Task to carry out
Reproduce the listing below from its first line through the line containing "top-left (204, 9), bottom-right (724, 533)", inclusive. Leave the pictures out of your copy.

◇ ◇ ◇ ◇

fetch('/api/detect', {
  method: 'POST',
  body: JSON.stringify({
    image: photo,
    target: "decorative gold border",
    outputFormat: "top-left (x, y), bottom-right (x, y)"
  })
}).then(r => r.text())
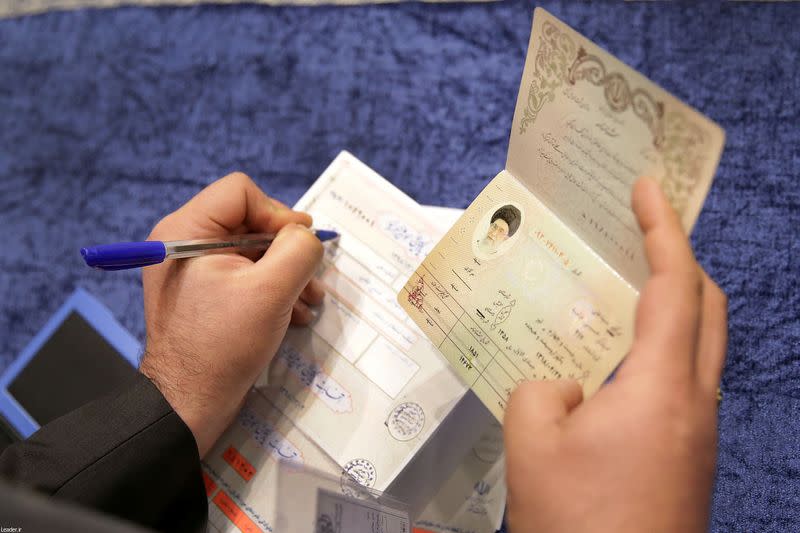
top-left (519, 20), bottom-right (709, 216)
top-left (567, 47), bottom-right (664, 148)
top-left (519, 21), bottom-right (577, 134)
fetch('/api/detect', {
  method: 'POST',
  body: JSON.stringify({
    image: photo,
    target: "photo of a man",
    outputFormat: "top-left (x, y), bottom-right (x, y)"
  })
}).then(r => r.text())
top-left (477, 205), bottom-right (522, 257)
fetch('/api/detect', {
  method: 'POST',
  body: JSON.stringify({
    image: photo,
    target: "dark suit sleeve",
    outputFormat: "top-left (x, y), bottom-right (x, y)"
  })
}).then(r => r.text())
top-left (0, 374), bottom-right (208, 532)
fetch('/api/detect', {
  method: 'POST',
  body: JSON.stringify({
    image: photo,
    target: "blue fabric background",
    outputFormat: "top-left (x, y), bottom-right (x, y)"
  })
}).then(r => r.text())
top-left (0, 2), bottom-right (800, 532)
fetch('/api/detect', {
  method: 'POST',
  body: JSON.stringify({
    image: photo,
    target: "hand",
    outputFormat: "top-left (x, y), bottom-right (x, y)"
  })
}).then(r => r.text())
top-left (140, 173), bottom-right (324, 457)
top-left (504, 179), bottom-right (727, 533)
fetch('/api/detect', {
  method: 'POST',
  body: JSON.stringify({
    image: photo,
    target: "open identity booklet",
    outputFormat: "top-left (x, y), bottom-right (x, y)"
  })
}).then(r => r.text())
top-left (204, 9), bottom-right (724, 533)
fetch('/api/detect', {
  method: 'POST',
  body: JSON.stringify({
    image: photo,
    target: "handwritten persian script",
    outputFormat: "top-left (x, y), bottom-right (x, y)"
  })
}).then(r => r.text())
top-left (398, 8), bottom-right (724, 421)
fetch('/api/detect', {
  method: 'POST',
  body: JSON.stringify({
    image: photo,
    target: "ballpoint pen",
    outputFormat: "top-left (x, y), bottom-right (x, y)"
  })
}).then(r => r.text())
top-left (81, 229), bottom-right (339, 270)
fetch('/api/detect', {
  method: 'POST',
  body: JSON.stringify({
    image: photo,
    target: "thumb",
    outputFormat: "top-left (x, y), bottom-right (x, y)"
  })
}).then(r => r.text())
top-left (504, 379), bottom-right (583, 432)
top-left (251, 224), bottom-right (323, 307)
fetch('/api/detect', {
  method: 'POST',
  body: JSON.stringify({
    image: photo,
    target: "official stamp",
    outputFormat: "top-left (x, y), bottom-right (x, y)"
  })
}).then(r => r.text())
top-left (385, 402), bottom-right (425, 441)
top-left (342, 459), bottom-right (377, 487)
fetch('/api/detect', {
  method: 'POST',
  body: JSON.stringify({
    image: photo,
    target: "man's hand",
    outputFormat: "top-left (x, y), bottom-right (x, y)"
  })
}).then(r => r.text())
top-left (140, 174), bottom-right (324, 457)
top-left (504, 179), bottom-right (727, 533)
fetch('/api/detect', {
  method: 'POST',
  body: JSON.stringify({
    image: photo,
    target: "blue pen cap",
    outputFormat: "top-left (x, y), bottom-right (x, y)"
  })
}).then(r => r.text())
top-left (81, 241), bottom-right (167, 270)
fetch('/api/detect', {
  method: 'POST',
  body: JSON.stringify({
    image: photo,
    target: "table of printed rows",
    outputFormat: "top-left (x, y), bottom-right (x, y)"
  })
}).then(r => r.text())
top-left (412, 264), bottom-right (531, 412)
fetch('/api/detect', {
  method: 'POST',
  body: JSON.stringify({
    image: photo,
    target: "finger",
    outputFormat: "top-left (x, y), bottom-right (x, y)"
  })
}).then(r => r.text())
top-left (291, 300), bottom-right (314, 326)
top-left (251, 224), bottom-right (322, 306)
top-left (300, 278), bottom-right (325, 305)
top-left (697, 272), bottom-right (728, 392)
top-left (620, 179), bottom-right (703, 383)
top-left (151, 172), bottom-right (311, 238)
top-left (269, 198), bottom-right (289, 209)
top-left (631, 178), bottom-right (699, 281)
top-left (504, 379), bottom-right (583, 431)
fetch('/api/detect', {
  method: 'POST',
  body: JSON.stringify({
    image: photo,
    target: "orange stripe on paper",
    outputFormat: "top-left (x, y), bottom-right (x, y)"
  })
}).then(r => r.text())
top-left (222, 446), bottom-right (256, 481)
top-left (203, 472), bottom-right (217, 497)
top-left (213, 491), bottom-right (264, 533)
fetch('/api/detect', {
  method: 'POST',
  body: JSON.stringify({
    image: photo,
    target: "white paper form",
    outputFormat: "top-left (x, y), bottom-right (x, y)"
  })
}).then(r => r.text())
top-left (204, 194), bottom-right (505, 533)
top-left (203, 386), bottom-right (341, 533)
top-left (257, 152), bottom-right (466, 490)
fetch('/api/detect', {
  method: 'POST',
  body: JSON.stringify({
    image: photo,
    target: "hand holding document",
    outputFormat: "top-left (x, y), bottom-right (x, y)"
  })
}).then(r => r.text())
top-left (398, 8), bottom-right (724, 420)
top-left (200, 9), bottom-right (724, 533)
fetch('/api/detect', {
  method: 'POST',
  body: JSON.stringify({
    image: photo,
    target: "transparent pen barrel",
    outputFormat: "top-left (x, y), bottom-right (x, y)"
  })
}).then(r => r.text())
top-left (164, 233), bottom-right (275, 259)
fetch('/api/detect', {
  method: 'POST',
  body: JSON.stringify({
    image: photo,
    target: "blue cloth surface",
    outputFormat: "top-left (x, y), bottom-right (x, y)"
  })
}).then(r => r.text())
top-left (0, 2), bottom-right (800, 532)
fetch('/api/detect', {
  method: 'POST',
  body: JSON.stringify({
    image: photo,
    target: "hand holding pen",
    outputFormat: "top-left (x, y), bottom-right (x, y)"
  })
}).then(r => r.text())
top-left (108, 173), bottom-right (325, 457)
top-left (81, 229), bottom-right (339, 270)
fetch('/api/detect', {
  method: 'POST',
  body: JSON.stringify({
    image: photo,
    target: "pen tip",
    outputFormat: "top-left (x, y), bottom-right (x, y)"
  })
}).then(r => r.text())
top-left (316, 229), bottom-right (339, 242)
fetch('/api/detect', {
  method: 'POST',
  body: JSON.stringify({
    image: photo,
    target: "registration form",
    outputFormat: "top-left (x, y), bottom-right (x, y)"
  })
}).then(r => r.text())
top-left (256, 152), bottom-right (479, 493)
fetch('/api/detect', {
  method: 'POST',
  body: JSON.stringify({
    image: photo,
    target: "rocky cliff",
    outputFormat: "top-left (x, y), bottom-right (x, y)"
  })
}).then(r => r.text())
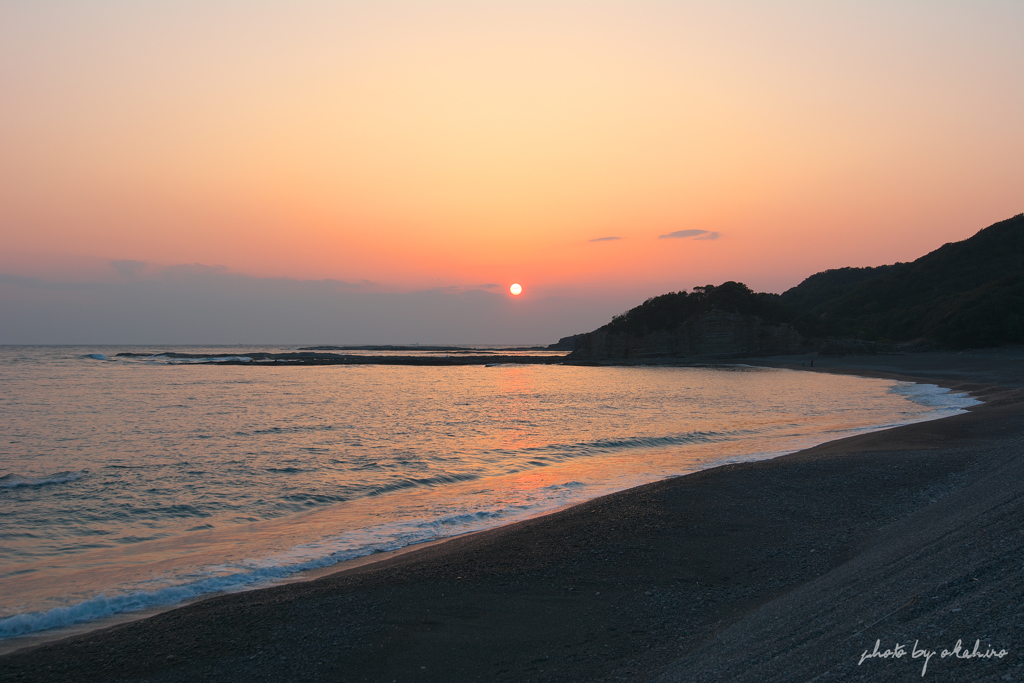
top-left (562, 309), bottom-right (808, 360)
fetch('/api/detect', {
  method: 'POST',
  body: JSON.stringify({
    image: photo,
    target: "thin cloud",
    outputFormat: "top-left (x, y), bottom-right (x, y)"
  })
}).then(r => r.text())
top-left (657, 230), bottom-right (718, 240)
top-left (111, 259), bottom-right (145, 278)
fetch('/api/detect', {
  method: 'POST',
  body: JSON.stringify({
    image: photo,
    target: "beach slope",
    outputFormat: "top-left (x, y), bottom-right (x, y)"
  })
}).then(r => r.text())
top-left (0, 351), bottom-right (1024, 682)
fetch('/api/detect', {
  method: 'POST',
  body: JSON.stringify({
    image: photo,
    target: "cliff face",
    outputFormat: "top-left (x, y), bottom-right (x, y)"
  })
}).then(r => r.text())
top-left (566, 310), bottom-right (806, 360)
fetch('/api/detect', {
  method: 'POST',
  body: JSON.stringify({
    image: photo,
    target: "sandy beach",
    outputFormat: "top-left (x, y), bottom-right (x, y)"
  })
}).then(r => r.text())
top-left (0, 347), bottom-right (1024, 682)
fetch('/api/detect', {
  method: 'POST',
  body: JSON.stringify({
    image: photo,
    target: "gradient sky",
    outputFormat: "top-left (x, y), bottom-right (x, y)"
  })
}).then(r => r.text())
top-left (0, 0), bottom-right (1024, 343)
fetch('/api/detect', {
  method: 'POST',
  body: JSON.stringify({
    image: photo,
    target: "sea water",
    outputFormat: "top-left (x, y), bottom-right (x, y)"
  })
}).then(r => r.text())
top-left (0, 346), bottom-right (975, 638)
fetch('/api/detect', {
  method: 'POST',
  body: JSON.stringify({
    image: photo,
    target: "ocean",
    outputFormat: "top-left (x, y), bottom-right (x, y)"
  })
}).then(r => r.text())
top-left (0, 346), bottom-right (976, 639)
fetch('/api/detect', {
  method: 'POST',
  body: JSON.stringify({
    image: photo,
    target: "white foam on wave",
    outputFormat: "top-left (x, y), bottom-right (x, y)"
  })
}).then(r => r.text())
top-left (0, 472), bottom-right (82, 488)
top-left (0, 481), bottom-right (586, 640)
top-left (889, 382), bottom-right (982, 413)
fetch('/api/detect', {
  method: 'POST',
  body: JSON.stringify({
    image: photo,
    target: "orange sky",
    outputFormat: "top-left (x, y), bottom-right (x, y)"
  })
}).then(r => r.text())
top-left (0, 1), bottom-right (1024, 296)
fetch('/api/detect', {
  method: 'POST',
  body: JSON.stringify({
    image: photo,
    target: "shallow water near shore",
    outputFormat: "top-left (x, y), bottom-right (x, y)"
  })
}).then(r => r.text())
top-left (0, 347), bottom-right (976, 638)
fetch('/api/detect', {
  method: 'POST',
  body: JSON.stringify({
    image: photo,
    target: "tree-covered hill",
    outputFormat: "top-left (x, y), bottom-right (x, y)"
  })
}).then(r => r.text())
top-left (559, 214), bottom-right (1024, 357)
top-left (780, 214), bottom-right (1024, 348)
top-left (600, 282), bottom-right (796, 336)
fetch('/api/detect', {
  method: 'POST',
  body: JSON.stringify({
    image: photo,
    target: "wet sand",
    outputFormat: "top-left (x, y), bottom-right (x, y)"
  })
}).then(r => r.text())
top-left (0, 347), bottom-right (1024, 681)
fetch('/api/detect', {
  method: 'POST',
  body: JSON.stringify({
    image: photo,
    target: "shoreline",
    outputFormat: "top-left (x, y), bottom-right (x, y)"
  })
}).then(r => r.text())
top-left (0, 354), bottom-right (1022, 680)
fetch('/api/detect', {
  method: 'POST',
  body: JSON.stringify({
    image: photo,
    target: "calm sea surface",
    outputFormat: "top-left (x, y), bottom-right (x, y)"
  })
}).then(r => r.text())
top-left (0, 347), bottom-right (975, 638)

◇ ◇ ◇ ◇

Full answer
fetch('/api/detect', {
  method: 'POST',
  body: JSON.stringify({
    image: photo,
    target: "decorative gold border",
    outputFormat: "top-left (x, y), bottom-right (x, y)"
  })
}).then(r => r.text())
top-left (519, 20), bottom-right (709, 216)
top-left (567, 47), bottom-right (664, 148)
top-left (519, 21), bottom-right (577, 134)
fetch('/api/detect', {
  method: 'POST',
  body: JSON.stringify({
    image: photo,
    target: "photo of a man",
    outputFormat: "top-left (x, y), bottom-right (x, y)"
  })
}).then(r => r.text())
top-left (477, 205), bottom-right (522, 257)
fetch('/api/detect', {
  method: 'POST',
  body: JSON.stringify({
    image: photo,
    target: "dark suit sleeve",
    outputFormat: "top-left (x, y), bottom-right (x, y)"
  })
}).then(r => r.text())
top-left (0, 374), bottom-right (208, 532)
fetch('/api/detect', {
  method: 'POST',
  body: JSON.stringify({
    image: photo,
    target: "blue fabric background",
    outputFormat: "top-left (x, y), bottom-right (x, y)"
  })
}).then(r => r.text())
top-left (0, 2), bottom-right (800, 532)
fetch('/api/detect', {
  method: 'POST',
  body: JSON.stringify({
    image: photo,
    target: "hand",
    outputFormat: "top-left (x, y), bottom-right (x, y)"
  })
}).then(r => r.text())
top-left (140, 173), bottom-right (324, 457)
top-left (504, 179), bottom-right (727, 533)
fetch('/api/detect', {
  method: 'POST',
  body: JSON.stringify({
    image: photo,
    target: "open identity booklet",
    outputFormat: "top-left (x, y), bottom-right (x, y)"
  })
}).then(r => r.text())
top-left (204, 9), bottom-right (724, 533)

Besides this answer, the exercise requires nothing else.